** WHAT THIS TASK INVOLVES **
Using the entries below, quote exactly the span of lines that begins with the line containing "every building siding" and ends with the final line.

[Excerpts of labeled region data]

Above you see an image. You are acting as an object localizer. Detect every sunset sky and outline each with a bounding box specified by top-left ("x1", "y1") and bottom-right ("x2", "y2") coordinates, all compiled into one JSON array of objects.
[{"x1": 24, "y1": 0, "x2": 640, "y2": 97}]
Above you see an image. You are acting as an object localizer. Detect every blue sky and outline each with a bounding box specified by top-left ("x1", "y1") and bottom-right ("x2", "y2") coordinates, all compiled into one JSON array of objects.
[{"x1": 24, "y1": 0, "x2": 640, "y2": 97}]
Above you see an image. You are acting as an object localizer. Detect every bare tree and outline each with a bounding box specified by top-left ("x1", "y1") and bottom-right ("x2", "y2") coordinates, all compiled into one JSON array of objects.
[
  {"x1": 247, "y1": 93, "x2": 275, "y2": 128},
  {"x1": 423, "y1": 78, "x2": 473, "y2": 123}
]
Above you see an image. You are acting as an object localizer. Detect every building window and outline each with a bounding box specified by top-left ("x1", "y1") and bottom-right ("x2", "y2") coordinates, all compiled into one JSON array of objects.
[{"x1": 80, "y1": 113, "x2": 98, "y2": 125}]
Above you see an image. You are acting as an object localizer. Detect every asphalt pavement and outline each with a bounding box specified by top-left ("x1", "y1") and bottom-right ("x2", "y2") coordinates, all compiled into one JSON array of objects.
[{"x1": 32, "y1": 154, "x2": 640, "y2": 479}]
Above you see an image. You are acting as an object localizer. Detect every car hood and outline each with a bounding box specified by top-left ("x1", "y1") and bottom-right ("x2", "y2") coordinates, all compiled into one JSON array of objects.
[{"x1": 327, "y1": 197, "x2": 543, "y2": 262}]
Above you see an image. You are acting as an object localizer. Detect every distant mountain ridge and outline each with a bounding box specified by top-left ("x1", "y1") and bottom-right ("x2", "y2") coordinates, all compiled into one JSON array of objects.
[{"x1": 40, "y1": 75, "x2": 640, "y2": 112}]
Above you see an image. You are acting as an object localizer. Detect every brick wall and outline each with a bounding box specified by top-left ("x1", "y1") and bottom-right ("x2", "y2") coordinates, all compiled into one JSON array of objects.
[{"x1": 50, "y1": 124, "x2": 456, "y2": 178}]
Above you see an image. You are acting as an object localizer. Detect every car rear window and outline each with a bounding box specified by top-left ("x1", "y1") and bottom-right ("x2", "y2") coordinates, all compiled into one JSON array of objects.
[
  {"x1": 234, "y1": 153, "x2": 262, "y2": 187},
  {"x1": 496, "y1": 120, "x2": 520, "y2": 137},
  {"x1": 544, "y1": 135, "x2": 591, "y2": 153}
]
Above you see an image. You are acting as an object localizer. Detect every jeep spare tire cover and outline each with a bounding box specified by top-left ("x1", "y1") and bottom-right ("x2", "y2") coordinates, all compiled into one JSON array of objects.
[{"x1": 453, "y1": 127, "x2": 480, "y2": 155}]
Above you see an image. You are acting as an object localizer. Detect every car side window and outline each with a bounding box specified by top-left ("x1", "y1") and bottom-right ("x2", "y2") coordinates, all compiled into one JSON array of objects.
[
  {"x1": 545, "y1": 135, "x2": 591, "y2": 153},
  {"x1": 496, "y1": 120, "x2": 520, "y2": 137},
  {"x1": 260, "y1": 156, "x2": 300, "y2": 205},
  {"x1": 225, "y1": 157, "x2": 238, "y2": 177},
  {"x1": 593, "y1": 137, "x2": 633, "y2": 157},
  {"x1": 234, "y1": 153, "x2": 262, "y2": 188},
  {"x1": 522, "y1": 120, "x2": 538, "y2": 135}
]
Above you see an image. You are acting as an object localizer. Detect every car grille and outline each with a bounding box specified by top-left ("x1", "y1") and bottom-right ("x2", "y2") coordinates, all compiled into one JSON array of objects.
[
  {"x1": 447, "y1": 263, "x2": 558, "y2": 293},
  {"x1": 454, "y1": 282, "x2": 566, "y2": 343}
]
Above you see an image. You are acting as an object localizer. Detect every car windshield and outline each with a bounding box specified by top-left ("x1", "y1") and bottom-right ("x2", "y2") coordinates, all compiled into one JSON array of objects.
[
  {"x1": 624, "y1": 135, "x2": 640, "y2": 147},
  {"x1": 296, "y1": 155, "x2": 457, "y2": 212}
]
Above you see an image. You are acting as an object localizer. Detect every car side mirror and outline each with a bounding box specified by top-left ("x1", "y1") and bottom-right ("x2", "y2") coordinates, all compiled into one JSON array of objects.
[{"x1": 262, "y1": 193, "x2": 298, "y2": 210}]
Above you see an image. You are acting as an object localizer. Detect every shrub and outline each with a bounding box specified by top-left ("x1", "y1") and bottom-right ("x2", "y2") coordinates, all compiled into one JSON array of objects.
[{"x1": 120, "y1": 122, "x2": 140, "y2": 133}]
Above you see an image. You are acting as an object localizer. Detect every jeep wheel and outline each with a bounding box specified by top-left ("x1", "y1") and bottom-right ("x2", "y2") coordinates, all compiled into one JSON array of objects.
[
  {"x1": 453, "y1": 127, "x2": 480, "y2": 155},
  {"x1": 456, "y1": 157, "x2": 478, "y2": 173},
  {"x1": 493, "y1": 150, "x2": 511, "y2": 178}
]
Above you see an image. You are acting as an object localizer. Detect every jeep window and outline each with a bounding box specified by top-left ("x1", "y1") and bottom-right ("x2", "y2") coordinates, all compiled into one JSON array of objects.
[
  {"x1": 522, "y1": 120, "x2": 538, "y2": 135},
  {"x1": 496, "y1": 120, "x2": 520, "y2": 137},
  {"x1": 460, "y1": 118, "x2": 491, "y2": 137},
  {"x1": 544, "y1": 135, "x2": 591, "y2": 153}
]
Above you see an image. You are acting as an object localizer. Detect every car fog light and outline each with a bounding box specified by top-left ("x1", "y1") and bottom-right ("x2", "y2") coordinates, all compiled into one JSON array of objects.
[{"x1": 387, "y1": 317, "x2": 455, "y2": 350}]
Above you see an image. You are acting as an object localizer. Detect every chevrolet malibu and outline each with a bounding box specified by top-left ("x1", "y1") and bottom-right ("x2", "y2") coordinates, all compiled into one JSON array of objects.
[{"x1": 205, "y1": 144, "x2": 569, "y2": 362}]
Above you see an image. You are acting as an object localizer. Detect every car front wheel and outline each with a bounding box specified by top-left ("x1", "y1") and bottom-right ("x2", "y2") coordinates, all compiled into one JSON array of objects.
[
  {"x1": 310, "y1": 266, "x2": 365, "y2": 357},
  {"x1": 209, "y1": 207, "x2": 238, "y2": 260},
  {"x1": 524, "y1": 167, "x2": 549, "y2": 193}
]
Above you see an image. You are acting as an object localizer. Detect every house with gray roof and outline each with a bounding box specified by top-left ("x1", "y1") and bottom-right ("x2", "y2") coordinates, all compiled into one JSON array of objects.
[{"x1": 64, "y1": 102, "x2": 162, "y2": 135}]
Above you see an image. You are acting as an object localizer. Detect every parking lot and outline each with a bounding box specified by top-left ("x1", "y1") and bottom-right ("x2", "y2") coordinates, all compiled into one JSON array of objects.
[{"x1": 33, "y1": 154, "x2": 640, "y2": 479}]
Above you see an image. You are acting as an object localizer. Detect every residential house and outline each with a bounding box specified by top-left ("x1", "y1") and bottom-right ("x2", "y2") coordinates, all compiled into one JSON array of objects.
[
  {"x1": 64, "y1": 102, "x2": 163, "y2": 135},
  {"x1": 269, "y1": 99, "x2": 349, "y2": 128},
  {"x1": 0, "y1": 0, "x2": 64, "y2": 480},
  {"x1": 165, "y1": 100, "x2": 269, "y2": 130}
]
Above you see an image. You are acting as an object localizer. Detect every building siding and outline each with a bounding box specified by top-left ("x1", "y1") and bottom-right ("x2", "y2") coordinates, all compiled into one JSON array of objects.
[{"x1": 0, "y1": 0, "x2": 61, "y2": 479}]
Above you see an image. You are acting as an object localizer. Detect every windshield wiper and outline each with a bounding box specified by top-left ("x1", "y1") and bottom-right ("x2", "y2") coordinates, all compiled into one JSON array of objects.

** TASK RESPONSE **
Above you see an image. You are acting as an object localizer. Detect every building siding and outline each with a bounding box specified by top-left ("x1", "y1") and bottom-right ("x2", "y2") coordinates, all compiled into one JSON array of objects.
[{"x1": 0, "y1": 0, "x2": 61, "y2": 479}]
Above you see an image. You are acting as an object localizer. Detect every windshield wiper and outline each with a bounding box specified by top-left ("x1", "y1") and bottom-right ("x2", "y2") coordinates, all compiled into one JSON array of objects.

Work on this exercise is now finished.